──────── Provided material ────────

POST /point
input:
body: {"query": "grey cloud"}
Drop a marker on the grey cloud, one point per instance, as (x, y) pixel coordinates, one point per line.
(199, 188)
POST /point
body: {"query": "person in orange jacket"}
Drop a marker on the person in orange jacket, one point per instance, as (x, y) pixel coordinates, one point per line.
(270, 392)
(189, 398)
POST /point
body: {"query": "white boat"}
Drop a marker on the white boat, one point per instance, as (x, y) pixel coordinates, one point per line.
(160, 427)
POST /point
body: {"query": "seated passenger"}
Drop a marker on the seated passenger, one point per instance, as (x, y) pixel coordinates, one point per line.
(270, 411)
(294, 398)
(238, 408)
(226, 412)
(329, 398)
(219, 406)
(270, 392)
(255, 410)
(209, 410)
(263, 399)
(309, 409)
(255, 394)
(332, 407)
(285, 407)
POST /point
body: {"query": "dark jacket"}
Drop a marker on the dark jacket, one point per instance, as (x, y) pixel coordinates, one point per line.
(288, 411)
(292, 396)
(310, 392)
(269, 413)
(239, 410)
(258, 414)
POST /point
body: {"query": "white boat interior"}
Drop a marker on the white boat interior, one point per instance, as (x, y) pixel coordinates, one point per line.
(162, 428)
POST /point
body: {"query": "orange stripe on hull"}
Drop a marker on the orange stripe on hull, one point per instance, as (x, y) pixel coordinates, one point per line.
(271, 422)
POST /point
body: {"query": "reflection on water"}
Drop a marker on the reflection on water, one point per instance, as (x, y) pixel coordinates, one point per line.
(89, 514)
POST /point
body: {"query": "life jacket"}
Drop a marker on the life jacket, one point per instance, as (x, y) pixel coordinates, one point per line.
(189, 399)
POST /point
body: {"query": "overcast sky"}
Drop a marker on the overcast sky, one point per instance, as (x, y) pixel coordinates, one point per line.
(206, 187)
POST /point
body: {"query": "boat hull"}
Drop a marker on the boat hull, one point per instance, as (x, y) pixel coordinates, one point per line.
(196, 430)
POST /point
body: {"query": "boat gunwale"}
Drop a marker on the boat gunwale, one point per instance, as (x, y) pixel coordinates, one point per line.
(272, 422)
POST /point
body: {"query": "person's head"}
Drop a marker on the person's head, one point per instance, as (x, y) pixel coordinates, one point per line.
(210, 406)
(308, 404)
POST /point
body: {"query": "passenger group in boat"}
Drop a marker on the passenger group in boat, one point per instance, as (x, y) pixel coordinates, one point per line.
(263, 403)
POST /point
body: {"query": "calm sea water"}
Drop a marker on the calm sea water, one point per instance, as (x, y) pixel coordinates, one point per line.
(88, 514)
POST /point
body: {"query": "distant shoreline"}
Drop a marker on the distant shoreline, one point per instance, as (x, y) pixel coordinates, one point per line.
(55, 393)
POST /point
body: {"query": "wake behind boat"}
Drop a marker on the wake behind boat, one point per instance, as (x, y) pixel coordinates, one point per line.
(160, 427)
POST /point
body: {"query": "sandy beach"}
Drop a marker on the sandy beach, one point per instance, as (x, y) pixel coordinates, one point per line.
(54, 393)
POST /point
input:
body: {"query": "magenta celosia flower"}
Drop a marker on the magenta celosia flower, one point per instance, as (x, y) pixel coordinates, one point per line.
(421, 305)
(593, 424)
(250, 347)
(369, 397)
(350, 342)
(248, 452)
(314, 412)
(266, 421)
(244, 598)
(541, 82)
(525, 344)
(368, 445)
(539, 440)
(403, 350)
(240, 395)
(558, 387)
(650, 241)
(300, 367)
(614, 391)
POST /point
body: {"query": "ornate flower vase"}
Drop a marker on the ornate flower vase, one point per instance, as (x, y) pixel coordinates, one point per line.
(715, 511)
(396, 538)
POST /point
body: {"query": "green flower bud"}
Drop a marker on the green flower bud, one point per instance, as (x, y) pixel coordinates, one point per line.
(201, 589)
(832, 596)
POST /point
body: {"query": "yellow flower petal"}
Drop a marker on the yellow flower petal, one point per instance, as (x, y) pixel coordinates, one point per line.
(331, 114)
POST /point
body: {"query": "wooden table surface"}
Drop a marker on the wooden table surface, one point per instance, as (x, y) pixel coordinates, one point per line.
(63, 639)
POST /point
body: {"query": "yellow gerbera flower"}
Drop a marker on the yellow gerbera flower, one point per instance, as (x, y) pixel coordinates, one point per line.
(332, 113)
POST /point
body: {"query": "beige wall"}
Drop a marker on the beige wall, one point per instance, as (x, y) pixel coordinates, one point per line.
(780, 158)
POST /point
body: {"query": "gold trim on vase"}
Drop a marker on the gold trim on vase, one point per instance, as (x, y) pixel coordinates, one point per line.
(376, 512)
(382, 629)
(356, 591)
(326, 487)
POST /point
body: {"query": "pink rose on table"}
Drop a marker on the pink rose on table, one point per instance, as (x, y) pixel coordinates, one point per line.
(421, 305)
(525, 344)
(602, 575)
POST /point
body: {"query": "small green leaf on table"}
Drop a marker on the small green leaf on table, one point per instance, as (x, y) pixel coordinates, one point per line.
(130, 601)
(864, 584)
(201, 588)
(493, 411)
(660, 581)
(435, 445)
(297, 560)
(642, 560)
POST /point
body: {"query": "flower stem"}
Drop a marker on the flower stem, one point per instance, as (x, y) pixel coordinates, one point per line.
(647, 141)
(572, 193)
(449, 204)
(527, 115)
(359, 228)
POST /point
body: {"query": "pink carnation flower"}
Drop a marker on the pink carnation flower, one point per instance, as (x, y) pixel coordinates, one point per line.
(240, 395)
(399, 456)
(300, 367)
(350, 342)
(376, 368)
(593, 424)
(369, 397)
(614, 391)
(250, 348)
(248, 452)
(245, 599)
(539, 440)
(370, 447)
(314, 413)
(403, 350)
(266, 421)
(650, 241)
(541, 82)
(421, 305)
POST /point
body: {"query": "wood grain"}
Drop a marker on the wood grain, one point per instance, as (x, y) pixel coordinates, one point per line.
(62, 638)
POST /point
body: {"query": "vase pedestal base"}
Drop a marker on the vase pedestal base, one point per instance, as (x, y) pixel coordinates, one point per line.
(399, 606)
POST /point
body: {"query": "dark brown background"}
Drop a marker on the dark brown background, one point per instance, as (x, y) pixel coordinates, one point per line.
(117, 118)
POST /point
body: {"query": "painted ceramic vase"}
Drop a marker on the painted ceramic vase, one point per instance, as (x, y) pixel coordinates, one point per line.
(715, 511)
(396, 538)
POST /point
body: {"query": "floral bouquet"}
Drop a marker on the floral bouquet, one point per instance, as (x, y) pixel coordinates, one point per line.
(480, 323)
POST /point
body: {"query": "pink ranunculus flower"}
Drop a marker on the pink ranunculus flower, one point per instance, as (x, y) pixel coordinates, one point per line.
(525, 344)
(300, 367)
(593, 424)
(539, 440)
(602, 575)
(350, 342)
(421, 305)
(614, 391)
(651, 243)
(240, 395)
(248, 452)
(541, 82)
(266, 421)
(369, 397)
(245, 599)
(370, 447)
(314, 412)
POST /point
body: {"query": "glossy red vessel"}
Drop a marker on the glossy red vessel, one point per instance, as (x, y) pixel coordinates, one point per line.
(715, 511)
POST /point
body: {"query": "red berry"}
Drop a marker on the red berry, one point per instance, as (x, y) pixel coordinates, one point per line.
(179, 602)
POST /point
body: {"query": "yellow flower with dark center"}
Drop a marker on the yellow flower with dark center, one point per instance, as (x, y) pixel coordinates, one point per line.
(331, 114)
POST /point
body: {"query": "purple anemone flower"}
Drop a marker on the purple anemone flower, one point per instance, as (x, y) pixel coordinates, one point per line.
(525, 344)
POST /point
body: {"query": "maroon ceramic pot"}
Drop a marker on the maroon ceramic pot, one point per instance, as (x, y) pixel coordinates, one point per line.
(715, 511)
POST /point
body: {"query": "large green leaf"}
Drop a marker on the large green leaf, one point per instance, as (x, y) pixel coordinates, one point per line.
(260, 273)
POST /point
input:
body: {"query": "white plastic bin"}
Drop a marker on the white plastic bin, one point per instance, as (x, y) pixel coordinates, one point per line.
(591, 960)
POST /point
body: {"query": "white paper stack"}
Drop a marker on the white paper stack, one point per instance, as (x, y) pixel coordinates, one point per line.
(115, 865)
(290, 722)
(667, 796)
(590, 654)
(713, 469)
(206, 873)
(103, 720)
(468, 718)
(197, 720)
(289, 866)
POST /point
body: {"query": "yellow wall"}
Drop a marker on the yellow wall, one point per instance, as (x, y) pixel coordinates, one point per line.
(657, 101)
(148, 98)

────────

> [What you should do] Please pull every line from the rows above that contains the string "maroon". Case counts, so copy only lines where it appears in that same case.

> [Worked answer]
body: {"query": "maroon ceramic pot"}
Drop a marker on the maroon ceramic pot, one point per instance, as (x, y) pixel coordinates, one point per line.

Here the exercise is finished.